Entries from a point labeling set
==========

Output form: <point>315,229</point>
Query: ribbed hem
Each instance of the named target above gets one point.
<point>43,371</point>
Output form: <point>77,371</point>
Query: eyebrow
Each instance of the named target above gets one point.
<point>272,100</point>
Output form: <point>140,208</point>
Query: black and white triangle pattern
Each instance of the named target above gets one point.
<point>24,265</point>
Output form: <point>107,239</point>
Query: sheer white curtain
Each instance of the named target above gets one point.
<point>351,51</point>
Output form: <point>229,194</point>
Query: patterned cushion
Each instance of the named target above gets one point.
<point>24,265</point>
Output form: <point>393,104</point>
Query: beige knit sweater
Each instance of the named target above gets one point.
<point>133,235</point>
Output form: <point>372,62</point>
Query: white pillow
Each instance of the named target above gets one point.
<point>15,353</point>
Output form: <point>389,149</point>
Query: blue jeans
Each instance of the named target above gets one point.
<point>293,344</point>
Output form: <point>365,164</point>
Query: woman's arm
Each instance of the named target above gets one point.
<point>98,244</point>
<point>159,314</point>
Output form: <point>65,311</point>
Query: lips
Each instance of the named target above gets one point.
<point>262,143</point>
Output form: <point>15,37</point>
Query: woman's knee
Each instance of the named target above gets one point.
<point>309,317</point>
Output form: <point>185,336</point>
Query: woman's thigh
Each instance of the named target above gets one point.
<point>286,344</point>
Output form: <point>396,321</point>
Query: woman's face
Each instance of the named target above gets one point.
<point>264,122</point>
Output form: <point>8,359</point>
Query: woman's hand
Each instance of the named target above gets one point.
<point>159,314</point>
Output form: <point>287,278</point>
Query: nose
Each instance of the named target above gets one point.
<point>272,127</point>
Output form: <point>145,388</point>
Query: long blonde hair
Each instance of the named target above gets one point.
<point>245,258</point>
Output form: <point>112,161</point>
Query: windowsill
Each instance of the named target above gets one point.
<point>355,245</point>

==========

Set problem: Please lay out every entry above as a two-column CSV headed "prompt" and "points", with one row per entry. Put the entry's text and its answer each in a single quoted field, and turn line breaks into spaces.

Task response:
prompt,points
"Output form: <point>315,229</point> Query: ribbed hem Each instance of the named target above gets one point.","<point>43,371</point>"
"Output form: <point>77,371</point> Query: eyebrow Each instance of the named target above gets one point.","<point>272,100</point>"
"Output form: <point>140,208</point> Query: black and white triangle pattern Each instance of the named target above gets one point.","<point>24,265</point>"
"Output form: <point>107,239</point> Query: sheer white curtain Each instance of the named target above gets one point.","<point>351,51</point>"
"Output form: <point>229,194</point> Query: patterned cushion Each instance of the named target above gets one point.","<point>24,265</point>"
"Output form: <point>393,104</point> Query: beige knit sweater Each instance of the named target above gets one point.","<point>133,235</point>"
"Output form: <point>372,62</point> Query: white pillow Each instance of the named target above gets one point.","<point>15,353</point>"
"Output form: <point>389,149</point> Query: blue jeans Each instance of the named target above gets one point.","<point>293,344</point>"
"Output form: <point>365,164</point> Query: woman's arm Each instance of the named target above gets one point.","<point>98,244</point> <point>159,314</point>"
"Output form: <point>65,311</point> Query: lips Each instance of the named target above gets one point.","<point>262,143</point>"
"Output form: <point>15,37</point> Query: woman's knee Each instance of the named target above gets one point.","<point>309,317</point>"
"Output form: <point>185,336</point> Query: woman's thigh Each instance of the named target above gets one point.","<point>286,344</point>"
"Output form: <point>396,321</point> Query: woman's face Each instance of the named target above gets one point.","<point>264,122</point>"
"Output form: <point>8,359</point> Query: woman's hand Each instance of the named target above gets one point.","<point>159,314</point>"
"Output form: <point>287,278</point> Query: nose Each instance of the named target above gets one point.","<point>272,127</point>"
"Output form: <point>145,388</point> Query: long blonde hair Each instance of the named target above gets one point.","<point>245,258</point>"
"Output form: <point>112,161</point> Query: windowsill Each instance of the named target above gets one point.","<point>355,245</point>"